**STATED TASK A:** Return the entries verbatim, beginning with the line that contains "Give the innermost point of each instance of the purple" and continuing through the final line of the entries, with both of those lines included.
== PASSAGE GIVEN
Sunday, July 7, 2013

Does Neg- vs. Aux-Contraction Vary Geographically In England? A Miniature Study

On Friday Sam Kirkham and I met some sixth-formers [high school students] and gave them an introduction to our department and sociolinguistics in general. We decided to take advantage of the opportunity and use the students as unpaid research assistants. We designed a small questionnaire that they could give to each other, and to people waiting for a bus or sitting on the [unusually] sunny steps of Alexandra Square. To illustrate north-south differences, we included a few questions about TRAP-BATH and FOOT-STRUT. We also had this item:

This alternation, which has all but disappeared from US English, involves a choice between so-called negative contraction (I haven't been) and auxiliary [or operator] contraction (I've not been). The auxiliary in question can be is, are, have, has, had, will, or would (Varela Pérez 2013: 257); in this study we are looking at a single instance with have, an environment that favors negative contraction, compared to is or are.

Peter Trudgill was the first sociolinguist to suggest a geographic correlation for this variable, claiming that auxiliary contraction increases "the further north one goes" (1978: 13). However, his early proclamations of this sort have not always survived later scrutiny. As another example, Hughes & Trudgill (1979: 25) stated that the particle verb alternation (pour out the tea vs. pour the tea out) also patterned along a north-south continuum, but this was not at all borne out in an experimental study involving 145 UK (and Irish) speakers (Haddican & Johnson 2012).
====
== DATA LINES
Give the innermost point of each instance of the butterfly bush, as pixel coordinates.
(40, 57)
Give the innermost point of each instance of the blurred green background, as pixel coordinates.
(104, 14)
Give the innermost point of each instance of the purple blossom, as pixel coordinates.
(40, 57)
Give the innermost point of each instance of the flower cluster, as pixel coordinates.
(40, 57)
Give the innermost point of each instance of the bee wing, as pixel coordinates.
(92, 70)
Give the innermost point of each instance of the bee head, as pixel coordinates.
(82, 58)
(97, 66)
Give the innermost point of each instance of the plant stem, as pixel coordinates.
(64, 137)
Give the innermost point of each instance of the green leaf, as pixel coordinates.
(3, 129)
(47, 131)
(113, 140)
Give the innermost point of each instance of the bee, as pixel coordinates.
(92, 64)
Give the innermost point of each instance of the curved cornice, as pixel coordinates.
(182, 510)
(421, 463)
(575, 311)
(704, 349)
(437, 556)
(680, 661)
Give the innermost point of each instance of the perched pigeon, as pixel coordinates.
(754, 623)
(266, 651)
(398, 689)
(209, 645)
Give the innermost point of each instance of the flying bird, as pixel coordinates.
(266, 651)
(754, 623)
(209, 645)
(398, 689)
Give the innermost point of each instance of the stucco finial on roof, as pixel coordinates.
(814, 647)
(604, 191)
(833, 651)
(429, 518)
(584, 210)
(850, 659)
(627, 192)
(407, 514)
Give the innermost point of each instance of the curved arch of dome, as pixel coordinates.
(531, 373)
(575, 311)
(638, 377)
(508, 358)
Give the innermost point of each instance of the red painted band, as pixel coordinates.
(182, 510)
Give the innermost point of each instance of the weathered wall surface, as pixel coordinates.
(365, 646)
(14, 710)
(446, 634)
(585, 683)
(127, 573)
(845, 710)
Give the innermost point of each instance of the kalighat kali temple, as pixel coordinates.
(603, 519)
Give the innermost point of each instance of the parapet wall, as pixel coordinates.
====
**STATED TASK B:** Retype the post on negative and auxiliary contraction in England word for word.

**WRITTEN REPLY A:**
Give the innermost point of each instance of the purple blossom, as pixel coordinates.
(40, 57)
Give the innermost point of each instance of the flower cluster, as pixel coordinates.
(40, 57)
Give the innermost point of each instance of the bee wing, as pixel coordinates.
(92, 70)
Give the innermost point of each instance of the bee head, as pixel coordinates.
(82, 58)
(97, 66)
Give the innermost point of each instance of the plant stem, as pixel coordinates.
(64, 137)
Give the innermost point of each instance of the green leaf, as pixel coordinates.
(3, 129)
(47, 131)
(113, 140)
Give the innermost point of each instance of the bee, as pixel coordinates.
(92, 64)
Give the innermost point of each instance of the curved cornice, as pixel coordinates.
(182, 510)
(421, 463)
(575, 311)
(704, 349)
(437, 556)
(680, 661)
Give the innermost point of each instance of the perched pigeon, as pixel coordinates.
(754, 623)
(266, 651)
(398, 689)
(209, 645)
Give the innermost point of each instance of the flying bird, as pixel coordinates.
(266, 651)
(754, 623)
(209, 645)
(398, 689)
Give the innermost point of each instance of the stucco finial on roof, as pixel coordinates.
(814, 647)
(604, 191)
(833, 651)
(429, 518)
(584, 210)
(850, 659)
(627, 192)
(407, 514)
Give the innermost point of each instance of the curved arch of dome, as pixel coordinates.
(531, 373)
(575, 311)
(638, 377)
(508, 358)
Give the innermost point of each instance of the red painted band, as pixel coordinates.
(182, 510)
Give the innermost point of each instance of the weathered wall surface, as pixel coordinates.
(365, 646)
(14, 710)
(446, 634)
(585, 683)
(127, 573)
(845, 710)
Give the innermost point of each instance of the kalighat kali temple, as pixel coordinates.
(603, 519)
Give the innermost point of each instance of the parapet wall, as pixel coordinates.

**WRITTEN REPLY B:**
Sunday, July 7, 2013

Does Neg- vs. Aux-Contraction Vary Geographically In England? A Miniature Study

On Friday Sam Kirkham and I met some sixth-formers [high school students] and gave them an introduction to our department and sociolinguistics in general. We decided to take advantage of the opportunity and use the students as unpaid research assistants. We designed a small questionnaire that they could give to each other, and to people waiting for a bus or sitting on the [unusually] sunny steps of Alexandra Square. To illustrate north-south differences, we included a few questions about TRAP-BATH and FOOT-STRUT. We also had this item:

This alternation, which has all but disappeared from US English, involves a choice between so-called negative contraction (I haven't been) and auxiliary [or operator] contraction (I've not been). The auxiliary in question can be is, are, have, has, had, will, or would (Varela Pérez 2013: 257); in this study we are looking at a single instance with have, an environment that favors negative contraction, compared to is or are.

Peter Trudgill was the first sociolinguist to suggest a geographic correlation for this variable, claiming that auxiliary contraction increases "the further north one goes" (1978: 13). However, his early proclamations of this sort have not always survived later scrutiny. As another example, Hughes & Trudgill (1979: 25) stated that the particle verb alternation (pour out the tea vs. pour the tea out) also patterned along a north-south continuum, but this was not at all borne out in an experimental study involving 145 UK (and Irish) speakers (Haddican & Johnson 2012).